Problem
For this exercise, the reply is the listing below, reproduced exactly.

Records for processing
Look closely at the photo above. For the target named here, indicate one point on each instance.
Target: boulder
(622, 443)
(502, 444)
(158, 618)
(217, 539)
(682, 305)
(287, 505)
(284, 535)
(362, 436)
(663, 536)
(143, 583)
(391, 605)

Exercise solution
Look closely at the photo above. For the target named here, indicate one point on each instance.
Target: boulder
(622, 443)
(502, 444)
(158, 618)
(217, 539)
(682, 305)
(287, 505)
(284, 535)
(362, 436)
(663, 536)
(143, 583)
(391, 605)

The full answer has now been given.